Document passage ▸
======
FISH analysis for patients 1, 2, 3, and 6. Patient 1: the SRY/DXZ1 probe was used. a Only one DXZ1 (green) signal was observed, indicating a 45,X karyotype. b Two SRY (red) signals and one DXZ1 (green) signal were observed, suggesting a 46,X,idic(Y) karyotype. Patient 2: the SRY/DXZ1 probe was used. c Two proximal SRY signals are shown in red, revealing that the breakpoint of this isodicentric Y chromosome was in the short arm of the Y chromosome. Patient 3: The different patterns of SRY (red) and DXZ1 (green) signals in (d), (e), and (f) suggested mosaicism of 45,X/46,X,idic(Y)/46,XY. g The DYZ3 probe was also applied to patient 3. One DYZ3 (red) centromeric signal was constricted while the other one was not, indicating that one centromere was inactivated. Patient 6: h Two DYZ3 (red) signals were observed at the isodicentric Y chromosome

The karyotype of cultured amniocytes obtained from patient 2 was 46,X,?idic(Y) (Fig. 1b). FISH analysis of uncultured amniocytes confirmed the presence of an isodicentric Y chromosome with the breakpoint at Yp11.3 in all 50 cells counted (Fig. 2c). The SRY signals were closelylocated. Finally, the karyotype of the foetus was reported as 46,X,idic(Y)(p11.3).ish idic(Y)(p11.3)(SRY++). The patient decided to continue the pregnancy and gave birth to a phenotypically normal male.

The evaluation of G-banding chromosomes of amniocytes from patient 3 showed a mosaic karyotype of 46,X,idic(Y)(q11.2) [59]/45,X [14] (Fig. 1c). FISH analysis revealed that 42% of the uncultured amniocytes had a 45,X karyotype, 38% of the counted cells contained an isodicentric Y chromosome, and 20% of the cells showed a normal male karyotype (Fig. 2d, e, f, g). The CMA of the amniotic fluid sample suggested a 19.4 Mb duplication of the Yp11.32q11.221 segment and a 38.7 Mb deletion of the Yq11.222q12 segment. This finding confirmed the breakpoint in Yq11.2. The peripheral blood of the foetus’s father was also obtained, and no abnormality of the Y chromosome was found in the karyotype analysis. Termination of the pregnancy was performed after genetic counselling.

Regarding patient 4, the karyotype of cultured amniocytes was mos 45,X [17]/46,X, idic(Y)(q11.22) [9] (Fig. 1d). The CMA of the amniotic fluid specimen indicated a 17.9 Mb duplication of the Yp11.31q11.222 segment and a 7.7 Mb deletion of the Yq11.222q11.23 segment. The pregnancy was continued, and the infant was an apparently normal male at birth.

The karyotype of cultured amniocytes of patient 5 was mos 45,X [26]/46,X,idic(Y)(q11.2) [5] (Fig. 1e). A 16.9 Mb duplication of the Yp11.31q11.221 segment and an 8.1 Mb deletion of the Yq11.222q11.23 segment were found in the CMA of the amniotic fluid. The patient chose to terminate the pregnancy based on the results.
======
[Recorded data]
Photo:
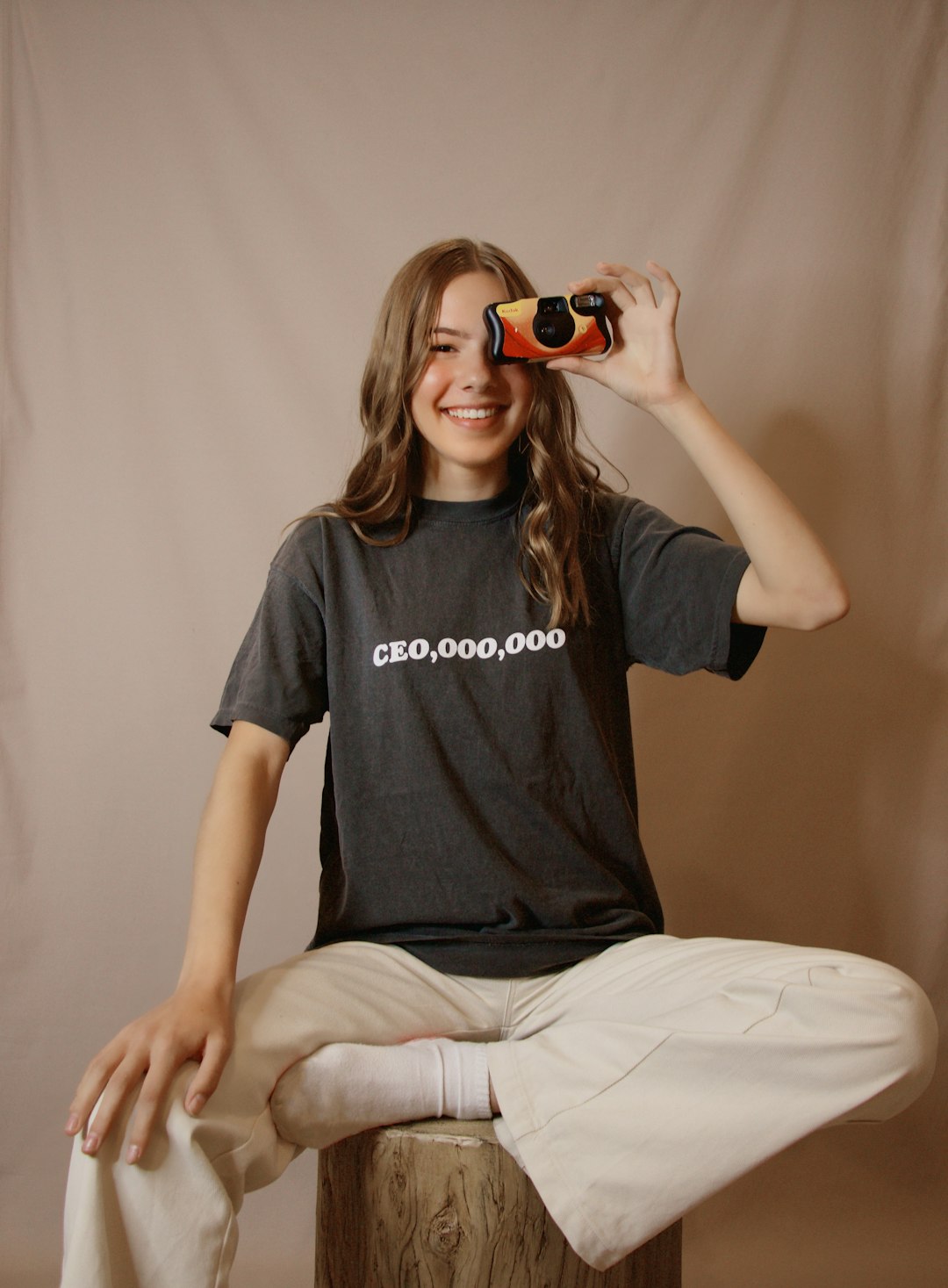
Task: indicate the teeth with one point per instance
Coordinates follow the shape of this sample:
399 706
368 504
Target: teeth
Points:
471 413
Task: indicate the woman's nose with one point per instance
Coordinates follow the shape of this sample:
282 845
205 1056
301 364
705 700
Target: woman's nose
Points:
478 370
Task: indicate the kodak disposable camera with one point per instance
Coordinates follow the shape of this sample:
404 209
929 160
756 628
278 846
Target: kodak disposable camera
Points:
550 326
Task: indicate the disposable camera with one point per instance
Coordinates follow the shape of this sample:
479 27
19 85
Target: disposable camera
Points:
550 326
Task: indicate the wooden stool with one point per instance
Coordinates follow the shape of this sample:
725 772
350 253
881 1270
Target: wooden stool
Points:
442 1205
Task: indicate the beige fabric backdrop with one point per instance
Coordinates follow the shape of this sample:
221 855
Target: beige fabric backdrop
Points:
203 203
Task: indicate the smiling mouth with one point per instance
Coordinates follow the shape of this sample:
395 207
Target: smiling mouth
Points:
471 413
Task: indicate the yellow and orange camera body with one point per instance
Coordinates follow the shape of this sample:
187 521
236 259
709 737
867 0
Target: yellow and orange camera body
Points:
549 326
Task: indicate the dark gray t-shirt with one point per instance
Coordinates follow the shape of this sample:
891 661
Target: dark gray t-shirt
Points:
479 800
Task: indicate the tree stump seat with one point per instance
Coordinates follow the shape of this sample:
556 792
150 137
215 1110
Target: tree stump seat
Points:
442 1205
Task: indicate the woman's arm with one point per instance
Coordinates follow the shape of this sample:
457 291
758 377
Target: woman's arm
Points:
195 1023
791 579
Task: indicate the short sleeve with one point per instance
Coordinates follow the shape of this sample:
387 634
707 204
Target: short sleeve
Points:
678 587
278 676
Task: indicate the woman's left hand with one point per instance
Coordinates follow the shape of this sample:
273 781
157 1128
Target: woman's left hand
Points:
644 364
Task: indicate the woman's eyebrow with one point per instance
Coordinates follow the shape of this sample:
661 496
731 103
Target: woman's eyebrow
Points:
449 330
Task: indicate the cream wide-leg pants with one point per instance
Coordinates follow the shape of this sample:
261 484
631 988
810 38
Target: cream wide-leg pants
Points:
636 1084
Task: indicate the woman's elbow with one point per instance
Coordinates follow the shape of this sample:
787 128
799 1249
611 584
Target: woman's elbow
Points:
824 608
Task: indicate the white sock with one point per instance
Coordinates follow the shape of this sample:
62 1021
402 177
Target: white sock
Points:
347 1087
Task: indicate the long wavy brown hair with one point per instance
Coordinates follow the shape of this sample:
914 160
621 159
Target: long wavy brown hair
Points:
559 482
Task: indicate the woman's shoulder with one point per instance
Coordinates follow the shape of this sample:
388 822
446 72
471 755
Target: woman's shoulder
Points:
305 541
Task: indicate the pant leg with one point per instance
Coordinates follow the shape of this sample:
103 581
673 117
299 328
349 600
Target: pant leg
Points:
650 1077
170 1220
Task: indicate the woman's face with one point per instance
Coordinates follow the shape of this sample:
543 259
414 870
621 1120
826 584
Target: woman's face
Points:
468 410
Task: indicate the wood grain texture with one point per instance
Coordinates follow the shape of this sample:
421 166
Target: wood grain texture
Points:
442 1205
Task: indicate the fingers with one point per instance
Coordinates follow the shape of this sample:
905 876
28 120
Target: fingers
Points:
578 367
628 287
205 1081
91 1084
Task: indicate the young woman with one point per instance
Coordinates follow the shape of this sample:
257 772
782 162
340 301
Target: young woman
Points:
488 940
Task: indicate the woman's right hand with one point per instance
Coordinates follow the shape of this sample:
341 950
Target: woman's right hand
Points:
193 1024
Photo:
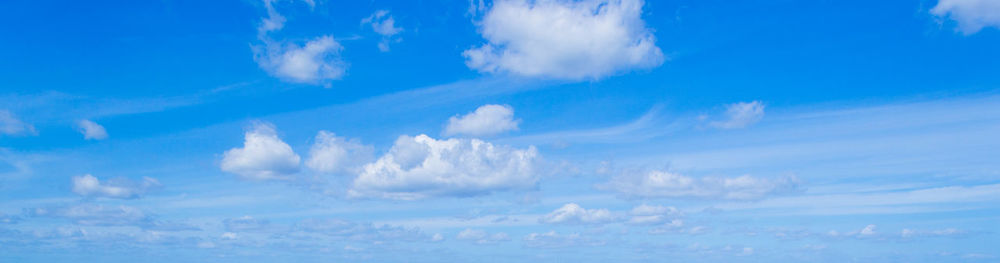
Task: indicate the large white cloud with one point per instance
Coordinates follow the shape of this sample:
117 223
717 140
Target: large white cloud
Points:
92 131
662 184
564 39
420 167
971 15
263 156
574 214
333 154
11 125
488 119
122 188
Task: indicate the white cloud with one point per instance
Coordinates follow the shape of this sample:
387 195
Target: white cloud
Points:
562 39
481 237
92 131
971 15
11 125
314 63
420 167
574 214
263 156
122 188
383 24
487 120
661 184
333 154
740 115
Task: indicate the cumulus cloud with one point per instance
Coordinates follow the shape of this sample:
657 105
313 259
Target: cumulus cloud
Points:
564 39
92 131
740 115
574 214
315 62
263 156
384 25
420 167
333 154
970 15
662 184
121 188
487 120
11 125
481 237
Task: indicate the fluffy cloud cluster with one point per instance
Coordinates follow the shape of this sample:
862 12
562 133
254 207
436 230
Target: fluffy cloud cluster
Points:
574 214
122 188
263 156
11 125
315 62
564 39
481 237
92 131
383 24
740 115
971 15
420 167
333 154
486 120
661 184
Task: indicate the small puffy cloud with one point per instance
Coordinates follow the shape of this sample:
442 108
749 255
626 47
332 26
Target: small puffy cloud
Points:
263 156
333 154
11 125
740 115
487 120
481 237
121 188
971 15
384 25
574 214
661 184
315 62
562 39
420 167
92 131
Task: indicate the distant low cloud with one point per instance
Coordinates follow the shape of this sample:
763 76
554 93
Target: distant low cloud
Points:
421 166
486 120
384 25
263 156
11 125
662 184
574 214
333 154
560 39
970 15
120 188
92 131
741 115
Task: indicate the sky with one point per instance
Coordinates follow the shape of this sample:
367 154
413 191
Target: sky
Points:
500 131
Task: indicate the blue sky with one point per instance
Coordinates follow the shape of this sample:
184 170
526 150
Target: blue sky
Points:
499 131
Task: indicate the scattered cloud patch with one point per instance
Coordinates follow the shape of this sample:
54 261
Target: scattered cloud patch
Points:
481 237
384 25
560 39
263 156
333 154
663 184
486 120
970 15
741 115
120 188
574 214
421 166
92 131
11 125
======
Tasks to carry out ▸
1. In the isodicentric Y passage, what happened with patient 2's pregnancy?
2. Summarize the isodicentric Y passage in two sentences.
3. Duplicate the part of the isodicentric Y passage between "The karyotype of cultured amniocytes of" and "on the results.", inclusive.
The rows come from a different source than the isodicentric Y passage.

Exercise responses ▸
1. The patient continued the pregnancy and gave birth to a phenotypically normal male.

2. Karyotyping, FISH, and CMA of amniotic fluid samples identified isodicentric Y chromosomes in several pregnancies, some mosaic with 45,X cells. Patients 2 and 4 continued their pregnancies and had apparently normal male infants, while patients 3 and 5 chose termination.

3.
The karyotype of cultured amniocytes of patient 5 was mos 45,X [26]/46,X,idic(Y)(q11.2) [5] (Fig. 1e). A 16.9 Mb duplication of the Yp11.31q11.221 segment and an 8.1 Mb deletion of the Yq11.222q11.23 segment were found in the CMA of the amniotic fluid. The patient chose to terminate the pregnancy based on the results.